> SOURCE EXCERPT:
○ ○ ○ ○

Sunday, 23 March 2025

Repentance, Thinking Again, Turning (and Spitting)!

 

Sermon. 23 February 2025. St Nicholas', Ashill. 

Lent 3 (Year of Luke)

Gospel: Luke 13:1-9

 

It’s not a secret. If you’ve had any teaching on the Bible, or have come to church a lot, you will know that we don’t really know who wrote the third gospel. We don’t know that Luke wrote Luke. Just like we don’t know that Matthew wrote Matthew, Mark wrote Mark, or John wrote John. The names we give to the four gospels are not plucked out of the air. There are real reasons for them, even if they don’t meet the standard of proof for a court of law.

 

So the tradition is that Luke wrote Luke (and Acts of course). Another tradition is that Luke was a gentile; he wasn’t a Jew. This makes most sense if Luke wrote Luke. I mean: there is a Luke character mentioned elsewhere in the New Testament, and he seems to have been a gentile. This means he wasn’t a disciple of Jesus, who followed him on his journeys between Galilee and Jerusalem. He didn’t grow up and live in the Holy Land. He was, as it were, a next-generation disciple, who had lots of contact with the first generation (including, quite possibly, Mary).

 

We can test this. If Luke were a gentile writing with gentiles in mind, he would have to explain Jewish practice. He couldn’t take background knowledge for granted. There are some hint of this.  He explains that Passover is the beginning of the Feast of Unleavened Bread, for example. No Jewish person needs to be told that. It would be like explaining that Christmas Eve is part of Christmas. What would act to confirm this, is if Luke, when explaining Jewish practice or the practice of that part of the world, occasionally got things wrong. And I have to say: there are some hints of this too. Where? Well, I’ll mention when the paralysed man is lowered through the roof, and what we call the “Presentation of Christ in the Temple”. If you want to know what he seems to have got wrong, ask me later. (I occasionally like to leave some teasers in a sermon.)

○ ○ ○ ○

> DATASET:
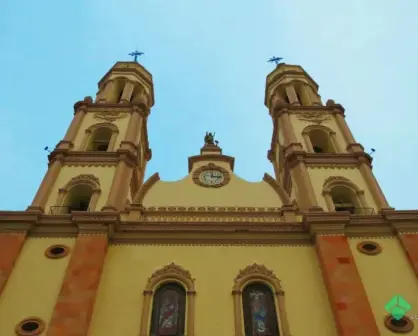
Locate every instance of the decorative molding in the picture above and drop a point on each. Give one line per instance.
(331, 166)
(20, 329)
(236, 226)
(139, 197)
(363, 247)
(211, 166)
(93, 158)
(84, 178)
(211, 157)
(212, 209)
(277, 188)
(336, 179)
(110, 116)
(113, 164)
(169, 272)
(213, 219)
(314, 117)
(255, 269)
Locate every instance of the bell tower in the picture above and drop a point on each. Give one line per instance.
(100, 162)
(313, 152)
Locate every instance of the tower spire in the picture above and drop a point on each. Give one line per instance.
(275, 60)
(135, 55)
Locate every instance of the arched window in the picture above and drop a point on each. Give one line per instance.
(100, 140)
(168, 311)
(344, 199)
(259, 300)
(78, 198)
(320, 139)
(260, 316)
(301, 93)
(343, 195)
(100, 137)
(118, 91)
(167, 304)
(321, 142)
(80, 194)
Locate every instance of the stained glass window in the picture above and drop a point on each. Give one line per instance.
(168, 311)
(260, 318)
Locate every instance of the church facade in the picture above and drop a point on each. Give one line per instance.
(313, 250)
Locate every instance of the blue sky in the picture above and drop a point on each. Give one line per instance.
(208, 60)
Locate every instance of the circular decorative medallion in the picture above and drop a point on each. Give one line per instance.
(369, 247)
(211, 176)
(30, 327)
(57, 251)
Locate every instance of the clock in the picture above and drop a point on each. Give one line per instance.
(211, 176)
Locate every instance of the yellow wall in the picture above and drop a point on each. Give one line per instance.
(34, 284)
(104, 174)
(385, 275)
(319, 175)
(88, 121)
(119, 303)
(237, 193)
(299, 126)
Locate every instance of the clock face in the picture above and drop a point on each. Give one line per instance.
(211, 177)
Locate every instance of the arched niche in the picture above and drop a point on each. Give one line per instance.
(260, 275)
(81, 193)
(320, 139)
(343, 195)
(167, 276)
(100, 137)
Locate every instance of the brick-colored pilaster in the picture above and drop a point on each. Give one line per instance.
(352, 312)
(75, 303)
(10, 246)
(409, 242)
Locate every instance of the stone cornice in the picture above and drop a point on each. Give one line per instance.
(211, 157)
(300, 109)
(178, 224)
(130, 67)
(80, 158)
(326, 159)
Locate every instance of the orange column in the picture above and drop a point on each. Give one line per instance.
(409, 242)
(75, 303)
(10, 246)
(350, 305)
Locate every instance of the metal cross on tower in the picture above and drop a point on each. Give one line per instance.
(135, 55)
(275, 60)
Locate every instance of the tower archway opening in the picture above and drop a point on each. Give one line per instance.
(118, 91)
(345, 199)
(100, 140)
(78, 198)
(321, 142)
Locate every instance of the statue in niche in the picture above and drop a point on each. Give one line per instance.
(210, 139)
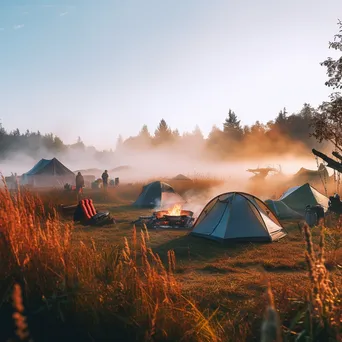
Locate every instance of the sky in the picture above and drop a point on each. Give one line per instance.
(100, 68)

○ ○ ○ ○

Restate the part of the sermon that begins at the words "It’s not a secret." and stops after "court of law.", putting "courtroom" in place of "court of law".

It’s not a secret. If you’ve had any teaching on the Bible, or have come to church a lot, you will know that we don’t really know who wrote the third gospel. We don’t know that Luke wrote Luke. Just like we don’t know that Matthew wrote Matthew, Mark wrote Mark, or John wrote John. The names we give to the four gospels are not plucked out of the air. There are real reasons for them, even if they don’t meet the standard of proof for a courtroom.